__Problem details__
The data shown below should all be retyped exactly.

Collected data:
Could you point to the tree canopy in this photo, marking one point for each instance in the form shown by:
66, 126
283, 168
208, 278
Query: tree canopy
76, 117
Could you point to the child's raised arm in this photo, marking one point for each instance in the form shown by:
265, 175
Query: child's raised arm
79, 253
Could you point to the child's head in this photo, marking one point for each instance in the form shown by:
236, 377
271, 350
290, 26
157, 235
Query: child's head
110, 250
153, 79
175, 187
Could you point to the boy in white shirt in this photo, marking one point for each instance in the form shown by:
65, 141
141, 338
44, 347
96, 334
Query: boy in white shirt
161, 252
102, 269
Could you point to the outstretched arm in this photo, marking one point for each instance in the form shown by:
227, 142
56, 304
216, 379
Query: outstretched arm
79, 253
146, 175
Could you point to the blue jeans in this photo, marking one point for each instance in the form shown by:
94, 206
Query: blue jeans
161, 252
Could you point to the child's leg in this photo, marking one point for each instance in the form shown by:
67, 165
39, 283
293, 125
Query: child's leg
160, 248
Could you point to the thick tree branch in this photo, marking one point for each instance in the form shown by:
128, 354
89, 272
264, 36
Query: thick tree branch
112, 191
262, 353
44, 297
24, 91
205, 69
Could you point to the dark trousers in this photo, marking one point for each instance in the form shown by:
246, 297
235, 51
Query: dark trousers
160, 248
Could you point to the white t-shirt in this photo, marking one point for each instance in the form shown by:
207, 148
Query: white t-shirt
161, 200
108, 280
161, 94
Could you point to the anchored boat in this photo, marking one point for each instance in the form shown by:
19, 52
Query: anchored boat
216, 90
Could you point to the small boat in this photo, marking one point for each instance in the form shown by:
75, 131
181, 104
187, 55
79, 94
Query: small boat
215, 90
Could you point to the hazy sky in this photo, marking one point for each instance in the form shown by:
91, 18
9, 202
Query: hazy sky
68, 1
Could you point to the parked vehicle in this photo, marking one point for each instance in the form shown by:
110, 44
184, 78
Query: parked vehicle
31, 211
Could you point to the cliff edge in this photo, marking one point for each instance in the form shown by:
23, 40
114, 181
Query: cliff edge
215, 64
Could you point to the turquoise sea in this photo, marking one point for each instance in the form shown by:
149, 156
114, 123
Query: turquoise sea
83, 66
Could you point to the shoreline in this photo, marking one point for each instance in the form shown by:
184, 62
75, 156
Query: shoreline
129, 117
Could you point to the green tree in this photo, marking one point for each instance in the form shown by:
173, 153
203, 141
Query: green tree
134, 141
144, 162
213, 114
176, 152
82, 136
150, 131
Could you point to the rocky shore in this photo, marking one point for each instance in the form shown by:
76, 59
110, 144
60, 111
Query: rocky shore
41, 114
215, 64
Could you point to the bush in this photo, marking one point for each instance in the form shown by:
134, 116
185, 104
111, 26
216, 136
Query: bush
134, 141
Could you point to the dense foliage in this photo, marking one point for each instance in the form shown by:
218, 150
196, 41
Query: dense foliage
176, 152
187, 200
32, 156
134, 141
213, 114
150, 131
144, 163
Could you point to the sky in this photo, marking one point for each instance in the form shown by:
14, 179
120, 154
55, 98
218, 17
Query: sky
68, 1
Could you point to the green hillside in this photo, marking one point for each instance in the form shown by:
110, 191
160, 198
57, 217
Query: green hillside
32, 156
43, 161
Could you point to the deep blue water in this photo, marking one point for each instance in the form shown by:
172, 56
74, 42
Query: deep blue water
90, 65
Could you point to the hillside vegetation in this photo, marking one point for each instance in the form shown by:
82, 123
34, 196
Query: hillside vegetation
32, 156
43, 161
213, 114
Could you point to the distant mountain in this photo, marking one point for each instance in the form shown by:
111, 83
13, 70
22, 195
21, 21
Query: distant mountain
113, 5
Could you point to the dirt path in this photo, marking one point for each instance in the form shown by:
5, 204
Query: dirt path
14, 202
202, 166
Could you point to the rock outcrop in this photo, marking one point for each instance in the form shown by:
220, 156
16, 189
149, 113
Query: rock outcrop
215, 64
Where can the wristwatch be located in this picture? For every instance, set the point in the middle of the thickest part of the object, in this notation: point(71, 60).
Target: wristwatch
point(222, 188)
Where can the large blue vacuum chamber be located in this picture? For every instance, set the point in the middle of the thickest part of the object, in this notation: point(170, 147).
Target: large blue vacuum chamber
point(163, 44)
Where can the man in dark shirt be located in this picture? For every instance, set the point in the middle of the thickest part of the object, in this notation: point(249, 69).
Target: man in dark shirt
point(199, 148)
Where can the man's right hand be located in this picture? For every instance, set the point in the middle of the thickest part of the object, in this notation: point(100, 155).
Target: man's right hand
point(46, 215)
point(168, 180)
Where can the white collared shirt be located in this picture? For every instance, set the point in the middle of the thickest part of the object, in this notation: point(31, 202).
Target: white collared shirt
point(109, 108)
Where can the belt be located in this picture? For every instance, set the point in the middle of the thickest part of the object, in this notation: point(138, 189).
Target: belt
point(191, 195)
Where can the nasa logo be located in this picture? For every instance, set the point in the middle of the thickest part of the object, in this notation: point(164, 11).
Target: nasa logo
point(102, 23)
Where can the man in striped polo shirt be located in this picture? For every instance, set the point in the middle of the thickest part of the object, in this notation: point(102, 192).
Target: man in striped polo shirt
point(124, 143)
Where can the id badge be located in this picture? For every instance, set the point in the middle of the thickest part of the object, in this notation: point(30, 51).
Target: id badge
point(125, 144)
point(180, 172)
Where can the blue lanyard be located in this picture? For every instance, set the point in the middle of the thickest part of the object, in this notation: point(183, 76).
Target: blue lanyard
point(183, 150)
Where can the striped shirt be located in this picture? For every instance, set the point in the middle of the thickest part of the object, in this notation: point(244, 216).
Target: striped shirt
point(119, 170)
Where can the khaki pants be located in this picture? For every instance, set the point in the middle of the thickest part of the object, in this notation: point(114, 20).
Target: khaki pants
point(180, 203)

__Response to the task__
Could you point to the tree canopy in this photo, marking one point for each instance in the form shown by:
66, 126
283, 168
208, 278
Query: tree canopy
76, 117
Could you point to the child's raised arm in this photo, marking one point for each instance in the form shown by:
265, 175
Query: child's raised arm
79, 253
Could you point to the child's head in this photo, marking one point for each instance in the form shown by:
236, 377
271, 350
290, 26
157, 235
Query: child's head
110, 250
153, 79
175, 187
Could you point to the boy in white shirt in this photo, marking one point for each instance in the form shown by:
65, 141
141, 338
44, 347
96, 334
Query: boy in white shirt
161, 252
102, 269
Could you point to the outstretched arm in this photo, marking one point for each instance in the form shown by:
227, 142
56, 304
216, 379
Query: outstretched arm
79, 253
146, 175
Could you point to the blue jeans in this photo, marking one point for each instance in the form shown by:
94, 206
Query: blue jeans
161, 252
Could you point to the child's leg in this photo, marking one point for each instance in the form shown by:
67, 165
39, 283
293, 125
Query: child's leg
160, 248
Could you point to the thick tree branch in this photo, marking one point for each instance in the form shown by:
128, 354
89, 272
264, 36
Query: thick tree branch
112, 191
262, 353
44, 297
24, 91
205, 69
Could you point to the dark trousers in this photo, marking one point for each instance in the form shown by:
246, 297
235, 51
Query: dark trousers
160, 248
Could you point to the white t-shirt in this photo, marking one point for each instance in the form shown by:
207, 148
Query: white t-shirt
161, 200
108, 280
161, 94
Could you point to the anchored boat in this photo, marking one point for each instance in the form shown by:
19, 52
Query: anchored boat
216, 90
Could you point to the small boat in this photo, marking one point for each instance in the form shown by:
75, 131
181, 104
187, 55
79, 94
Query: small boat
215, 90
Could you point to the hazy sky in this photo, marking one point for each instance in the form shown by:
91, 18
9, 202
Query: hazy sky
68, 1
Could you point to the parked vehicle in this photo, marking one point for each instance in the form shown by:
110, 44
184, 78
Query: parked vehicle
31, 211
Could you point to the cliff edge in this photo, marking one point for each instance in the form shown by:
23, 40
114, 181
Query: cliff edge
215, 64
Could you point to the turquoise sea in this photo, marking one point for each instance in the form shown by:
149, 156
114, 123
Query: turquoise sea
83, 66
Could you point to the shoreline in this photo, marking one point for each instance in the form shown by:
184, 62
75, 156
Query: shoreline
129, 117
Could you point to the green tree in this photo, marking one point for each instance in the form shown by:
173, 153
203, 141
Query: green tree
134, 141
144, 162
213, 114
176, 152
82, 136
150, 131
Could you point to the rocky shore in this photo, marking one point for each instance in the form shown by:
76, 59
110, 144
60, 111
Query: rocky shore
41, 114
215, 64
Could you point to the bush in this photo, marking one point for each instance in the form shown by:
134, 116
185, 104
111, 26
216, 136
Query: bush
134, 141
Could you point to the dense foliage in this photo, marking one point for each instance in the form shown by:
218, 150
196, 41
Query: dense foliage
176, 152
187, 200
32, 156
134, 141
213, 114
150, 131
144, 163
Could you point to the sky in this photo, marking one point for each instance in the form shown by:
14, 179
120, 154
55, 98
218, 17
Query: sky
68, 1
Could you point to the green hillside in this photo, marking one point for each instance in the form shown by:
110, 191
160, 198
57, 217
Query: green hillside
32, 156
43, 161
Could you point to the deep blue water in this photo, marking one point for each instance in the form shown by:
172, 56
74, 42
Query: deep blue water
90, 65
Could you point to the hillside vegetation in this photo, marking one point for each instance in the form shown by:
82, 123
34, 196
Query: hillside vegetation
32, 156
43, 161
213, 114
Could you point to the distant mountain in this photo, marking one point for each instance in the form shown by:
111, 83
13, 70
22, 195
21, 21
Query: distant mountain
113, 5
Could you point to the dirt path in this photo, marking one point for each instance in the form shown by:
5, 204
Query: dirt path
14, 202
202, 166
Could you point to the rock outcrop in this photo, marking one point for each instance in the form shown by:
220, 156
16, 189
149, 113
Query: rock outcrop
215, 64
Where can the wristwatch be located in this picture? For every instance, set the point in the middle of the thickest part of the object, in this notation: point(71, 60).
Target: wristwatch
point(222, 188)
Where can the large blue vacuum chamber be located in this picture? For every instance, set the point in the middle of the thickest part of the object, in this notation: point(170, 147).
Target: large blue vacuum chamber
point(163, 44)
Where can the man in dark shirt be located in this picture? For every instance, set the point in the middle of the thickest part of the object, in this notation: point(249, 69).
Target: man in dark shirt
point(199, 148)
Where can the man's right hand be located in this picture? For every instance, set the point in the middle of the thickest part of the object, in this notation: point(100, 155).
Target: man's right hand
point(46, 215)
point(168, 180)
Where can the white collared shirt be located in this picture? For every instance, set the point in the middle of the thickest part of the object, in this notation: point(31, 202).
Target: white collared shirt
point(109, 108)
Where can the belt be located in this picture? For every instance, set the point in the middle of the thickest part of the object, in this notation: point(138, 189).
Target: belt
point(191, 195)
Where can the nasa logo be located in this picture? For every instance, set the point in the middle of the thickest part of the object, in this notation: point(164, 11).
Target: nasa logo
point(102, 23)
Where can the man in striped polo shirt be located in this picture? For every instance, set the point in the middle of the thickest part of the object, in this notation: point(102, 192).
Target: man in striped polo shirt
point(124, 143)
Where can the id badge be located in this picture? For every instance, set the point in the middle of the thickest part of the object, in this notation: point(30, 51).
Target: id badge
point(125, 144)
point(180, 172)
Where can the blue lanyard be located in this picture? For every instance, set the point in the middle of the thickest part of the object, in this notation: point(183, 76).
Target: blue lanyard
point(183, 150)
Where can the striped shirt be located in this picture? For every instance, set the point in the middle of the thickest part of the object, in this notation: point(244, 216).
Target: striped shirt
point(119, 170)
Where can the khaki pants be located in this picture? For every instance, set the point in the middle of the thickest part of the object, in this notation: point(114, 20).
Target: khaki pants
point(180, 203)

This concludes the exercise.